### THE TASK
Arrange every line of the records below as a Markdown table with two columns, Row and Text: Row holds the row number and Text holds the line. Omit blank lines and leave the pictures out.

────

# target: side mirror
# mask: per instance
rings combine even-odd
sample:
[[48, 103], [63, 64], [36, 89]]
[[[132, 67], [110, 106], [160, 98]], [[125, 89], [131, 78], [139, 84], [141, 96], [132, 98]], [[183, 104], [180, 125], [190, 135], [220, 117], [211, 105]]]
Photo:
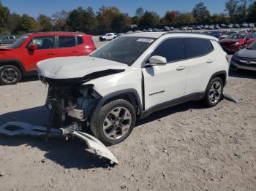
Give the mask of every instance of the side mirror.
[[167, 60], [165, 57], [159, 55], [153, 55], [149, 58], [149, 62], [147, 63], [146, 66], [154, 66], [157, 65], [165, 65]]
[[29, 49], [30, 50], [36, 50], [38, 49], [38, 46], [37, 46], [37, 44], [30, 44], [29, 47]]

────

### TASK OUTPUT
| Row | Text |
|---|---|
| 1 | # target: side mirror |
| 2 | # mask: per instance |
| 3 | rings combine even-odd |
| 4 | sample: |
| 5 | [[48, 103], [63, 64], [36, 89]] |
| 6 | [[[132, 67], [110, 106], [160, 98]], [[125, 89], [131, 78], [139, 84], [141, 96], [132, 98]], [[183, 104], [180, 125], [190, 135], [220, 117], [211, 105]]] |
| 7 | Photo: |
| 8 | Give the mask of every instance of the side mirror. |
| 9 | [[167, 60], [165, 57], [159, 55], [153, 55], [149, 58], [149, 62], [147, 63], [146, 66], [154, 66], [157, 65], [165, 65]] |
| 10 | [[29, 49], [30, 50], [36, 50], [38, 49], [38, 46], [37, 46], [37, 44], [30, 44], [29, 47]] |